== Requirement ==
Among the lines below, copy exactly those from the one with "Target: green flag" through the one with "Target: sky", counting both ends.

== Excerpted data ==
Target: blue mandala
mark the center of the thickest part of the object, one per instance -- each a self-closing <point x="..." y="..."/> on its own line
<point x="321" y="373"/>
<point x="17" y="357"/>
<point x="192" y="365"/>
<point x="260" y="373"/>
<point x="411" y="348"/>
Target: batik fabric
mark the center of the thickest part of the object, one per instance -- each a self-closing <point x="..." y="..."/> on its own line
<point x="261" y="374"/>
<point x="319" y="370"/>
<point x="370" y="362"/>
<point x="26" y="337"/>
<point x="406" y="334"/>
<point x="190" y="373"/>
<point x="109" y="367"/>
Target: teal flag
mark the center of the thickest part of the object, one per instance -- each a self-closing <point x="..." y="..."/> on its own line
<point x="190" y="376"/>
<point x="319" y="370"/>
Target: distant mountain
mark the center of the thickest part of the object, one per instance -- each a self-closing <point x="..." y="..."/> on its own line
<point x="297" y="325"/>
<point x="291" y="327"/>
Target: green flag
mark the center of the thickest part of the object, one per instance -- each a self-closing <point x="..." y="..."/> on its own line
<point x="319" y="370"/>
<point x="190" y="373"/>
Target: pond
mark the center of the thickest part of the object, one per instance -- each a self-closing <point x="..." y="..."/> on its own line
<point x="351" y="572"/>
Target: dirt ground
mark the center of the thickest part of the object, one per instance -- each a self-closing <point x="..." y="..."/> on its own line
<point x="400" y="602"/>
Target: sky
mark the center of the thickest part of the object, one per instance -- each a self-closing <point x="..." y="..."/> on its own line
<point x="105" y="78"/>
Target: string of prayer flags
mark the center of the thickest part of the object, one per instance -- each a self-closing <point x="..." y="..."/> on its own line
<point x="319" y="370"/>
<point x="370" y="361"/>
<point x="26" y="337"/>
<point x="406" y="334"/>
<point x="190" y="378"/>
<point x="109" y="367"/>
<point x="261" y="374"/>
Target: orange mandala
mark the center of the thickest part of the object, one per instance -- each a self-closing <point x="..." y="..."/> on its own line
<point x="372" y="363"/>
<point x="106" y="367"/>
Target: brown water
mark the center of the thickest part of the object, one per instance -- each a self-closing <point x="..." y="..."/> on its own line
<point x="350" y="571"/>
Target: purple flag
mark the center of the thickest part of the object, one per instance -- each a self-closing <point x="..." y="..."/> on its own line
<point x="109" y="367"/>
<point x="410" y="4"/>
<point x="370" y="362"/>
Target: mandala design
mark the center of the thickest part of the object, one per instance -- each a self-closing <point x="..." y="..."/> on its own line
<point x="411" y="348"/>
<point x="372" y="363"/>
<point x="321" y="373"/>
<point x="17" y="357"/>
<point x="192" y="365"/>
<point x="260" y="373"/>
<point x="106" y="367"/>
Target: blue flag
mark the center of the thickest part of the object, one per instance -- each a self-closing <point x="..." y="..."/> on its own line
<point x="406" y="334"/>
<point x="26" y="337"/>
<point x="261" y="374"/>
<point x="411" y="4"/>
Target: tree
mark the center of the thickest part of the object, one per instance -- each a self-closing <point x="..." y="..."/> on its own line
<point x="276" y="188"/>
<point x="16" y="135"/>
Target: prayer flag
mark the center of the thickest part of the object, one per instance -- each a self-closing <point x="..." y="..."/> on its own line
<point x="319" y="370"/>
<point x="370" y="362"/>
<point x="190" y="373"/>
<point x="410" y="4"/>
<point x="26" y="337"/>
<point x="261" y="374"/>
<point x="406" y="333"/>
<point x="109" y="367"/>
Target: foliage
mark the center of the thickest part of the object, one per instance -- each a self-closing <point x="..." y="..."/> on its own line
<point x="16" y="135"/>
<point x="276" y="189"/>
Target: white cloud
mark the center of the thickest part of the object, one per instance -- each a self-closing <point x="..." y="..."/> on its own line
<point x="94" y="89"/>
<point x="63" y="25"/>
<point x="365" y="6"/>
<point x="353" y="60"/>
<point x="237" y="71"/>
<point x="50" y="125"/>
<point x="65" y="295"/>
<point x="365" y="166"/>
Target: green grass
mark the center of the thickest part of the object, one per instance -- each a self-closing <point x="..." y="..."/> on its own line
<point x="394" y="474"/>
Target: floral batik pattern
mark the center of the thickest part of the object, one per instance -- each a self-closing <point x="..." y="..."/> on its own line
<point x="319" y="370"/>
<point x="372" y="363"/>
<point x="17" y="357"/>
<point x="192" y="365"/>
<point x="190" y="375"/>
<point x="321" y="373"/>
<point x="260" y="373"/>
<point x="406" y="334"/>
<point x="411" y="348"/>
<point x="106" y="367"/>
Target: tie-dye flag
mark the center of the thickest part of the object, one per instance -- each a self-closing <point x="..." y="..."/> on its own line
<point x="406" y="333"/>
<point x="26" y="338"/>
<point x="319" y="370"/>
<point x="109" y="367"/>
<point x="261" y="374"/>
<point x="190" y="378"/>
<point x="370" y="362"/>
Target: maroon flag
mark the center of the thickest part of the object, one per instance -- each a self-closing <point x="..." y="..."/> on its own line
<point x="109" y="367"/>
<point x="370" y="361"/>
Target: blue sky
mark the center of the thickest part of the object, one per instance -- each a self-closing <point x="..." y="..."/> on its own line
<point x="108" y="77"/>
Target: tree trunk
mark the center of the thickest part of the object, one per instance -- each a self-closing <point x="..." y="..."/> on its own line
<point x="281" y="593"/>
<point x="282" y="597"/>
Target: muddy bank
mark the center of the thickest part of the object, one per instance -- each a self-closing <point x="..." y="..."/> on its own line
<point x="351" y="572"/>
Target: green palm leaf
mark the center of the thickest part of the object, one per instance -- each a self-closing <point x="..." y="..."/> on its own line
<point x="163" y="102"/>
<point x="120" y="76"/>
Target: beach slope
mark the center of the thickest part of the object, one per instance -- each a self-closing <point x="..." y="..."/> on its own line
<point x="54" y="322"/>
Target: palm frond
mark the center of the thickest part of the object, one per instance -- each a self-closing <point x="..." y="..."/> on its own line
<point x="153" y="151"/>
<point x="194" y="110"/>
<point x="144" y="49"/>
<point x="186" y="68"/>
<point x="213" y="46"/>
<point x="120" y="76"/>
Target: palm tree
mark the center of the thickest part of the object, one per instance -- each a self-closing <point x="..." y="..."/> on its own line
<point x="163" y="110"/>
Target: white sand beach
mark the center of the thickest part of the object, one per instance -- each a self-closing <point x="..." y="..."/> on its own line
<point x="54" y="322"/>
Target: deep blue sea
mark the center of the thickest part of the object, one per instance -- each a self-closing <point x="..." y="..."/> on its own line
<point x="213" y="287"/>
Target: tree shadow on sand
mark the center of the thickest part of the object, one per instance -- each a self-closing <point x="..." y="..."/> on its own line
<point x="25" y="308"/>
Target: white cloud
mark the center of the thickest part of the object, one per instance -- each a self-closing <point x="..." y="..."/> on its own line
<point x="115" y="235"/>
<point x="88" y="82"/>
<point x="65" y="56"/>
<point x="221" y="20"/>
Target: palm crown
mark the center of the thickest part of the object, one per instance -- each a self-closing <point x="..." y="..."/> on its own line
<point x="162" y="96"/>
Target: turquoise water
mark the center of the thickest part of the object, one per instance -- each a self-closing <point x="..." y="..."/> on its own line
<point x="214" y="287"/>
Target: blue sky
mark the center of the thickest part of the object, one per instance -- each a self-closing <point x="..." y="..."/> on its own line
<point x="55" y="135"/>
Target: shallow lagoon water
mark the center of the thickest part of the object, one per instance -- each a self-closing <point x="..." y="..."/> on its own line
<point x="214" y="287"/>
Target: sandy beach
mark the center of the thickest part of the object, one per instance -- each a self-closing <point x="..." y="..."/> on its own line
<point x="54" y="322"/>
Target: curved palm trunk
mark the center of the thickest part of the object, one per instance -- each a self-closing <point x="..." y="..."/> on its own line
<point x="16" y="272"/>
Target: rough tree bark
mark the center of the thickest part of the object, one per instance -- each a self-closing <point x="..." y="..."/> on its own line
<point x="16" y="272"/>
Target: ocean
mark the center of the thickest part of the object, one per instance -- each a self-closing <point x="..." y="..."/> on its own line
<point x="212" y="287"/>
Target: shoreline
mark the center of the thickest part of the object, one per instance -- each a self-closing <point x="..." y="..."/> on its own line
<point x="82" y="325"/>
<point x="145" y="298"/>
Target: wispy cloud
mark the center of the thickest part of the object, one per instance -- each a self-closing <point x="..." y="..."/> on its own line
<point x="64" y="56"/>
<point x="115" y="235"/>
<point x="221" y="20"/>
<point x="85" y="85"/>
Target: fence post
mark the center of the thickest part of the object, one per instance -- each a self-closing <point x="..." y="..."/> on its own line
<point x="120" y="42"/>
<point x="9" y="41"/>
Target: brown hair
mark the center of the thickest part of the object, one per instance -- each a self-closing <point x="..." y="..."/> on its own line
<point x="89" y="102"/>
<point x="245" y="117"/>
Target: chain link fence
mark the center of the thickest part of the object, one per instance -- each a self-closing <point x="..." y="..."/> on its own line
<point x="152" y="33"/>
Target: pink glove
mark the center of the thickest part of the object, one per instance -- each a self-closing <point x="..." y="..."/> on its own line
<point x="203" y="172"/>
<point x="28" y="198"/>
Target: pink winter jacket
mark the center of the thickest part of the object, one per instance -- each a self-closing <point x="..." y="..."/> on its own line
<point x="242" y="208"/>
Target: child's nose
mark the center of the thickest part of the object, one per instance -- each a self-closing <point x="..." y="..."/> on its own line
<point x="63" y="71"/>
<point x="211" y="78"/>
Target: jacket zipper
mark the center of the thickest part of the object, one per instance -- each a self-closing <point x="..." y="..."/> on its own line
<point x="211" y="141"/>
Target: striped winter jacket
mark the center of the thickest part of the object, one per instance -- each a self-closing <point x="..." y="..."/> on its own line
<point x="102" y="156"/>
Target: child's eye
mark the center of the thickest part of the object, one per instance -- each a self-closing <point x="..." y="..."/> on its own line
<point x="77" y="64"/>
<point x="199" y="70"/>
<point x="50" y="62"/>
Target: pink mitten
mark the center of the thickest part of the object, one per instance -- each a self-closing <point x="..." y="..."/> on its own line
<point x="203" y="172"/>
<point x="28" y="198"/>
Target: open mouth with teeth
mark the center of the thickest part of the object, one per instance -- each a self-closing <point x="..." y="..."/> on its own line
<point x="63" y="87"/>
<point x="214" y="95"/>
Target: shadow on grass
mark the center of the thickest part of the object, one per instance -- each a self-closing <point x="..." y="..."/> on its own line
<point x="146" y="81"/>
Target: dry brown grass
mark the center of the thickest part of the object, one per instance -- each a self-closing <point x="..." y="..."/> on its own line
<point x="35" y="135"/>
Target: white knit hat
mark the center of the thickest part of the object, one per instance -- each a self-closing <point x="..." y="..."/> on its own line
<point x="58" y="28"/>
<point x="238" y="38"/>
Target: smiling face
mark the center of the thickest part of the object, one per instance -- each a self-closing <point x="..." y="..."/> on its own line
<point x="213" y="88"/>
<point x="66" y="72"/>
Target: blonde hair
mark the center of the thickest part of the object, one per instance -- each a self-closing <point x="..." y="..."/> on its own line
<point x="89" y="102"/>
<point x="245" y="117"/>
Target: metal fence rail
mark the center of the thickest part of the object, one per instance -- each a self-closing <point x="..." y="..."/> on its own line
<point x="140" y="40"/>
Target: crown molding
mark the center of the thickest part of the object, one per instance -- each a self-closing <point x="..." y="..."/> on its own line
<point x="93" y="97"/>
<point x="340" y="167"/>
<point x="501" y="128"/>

== Solution for this problem ==
Target: green flag
mark the center of the thickest part of the object, one per instance -- each a self-closing <point x="..." y="..."/> on its own line
<point x="319" y="370"/>
<point x="190" y="373"/>
Target: pond
mark the center of the thickest part of the object, one per instance -- each a self-closing <point x="..." y="..."/> on its own line
<point x="351" y="572"/>
Target: dirt ground
mark the center of the thickest part of the object, one per instance -- each a self-closing <point x="..." y="..."/> on its own line
<point x="400" y="602"/>
Target: sky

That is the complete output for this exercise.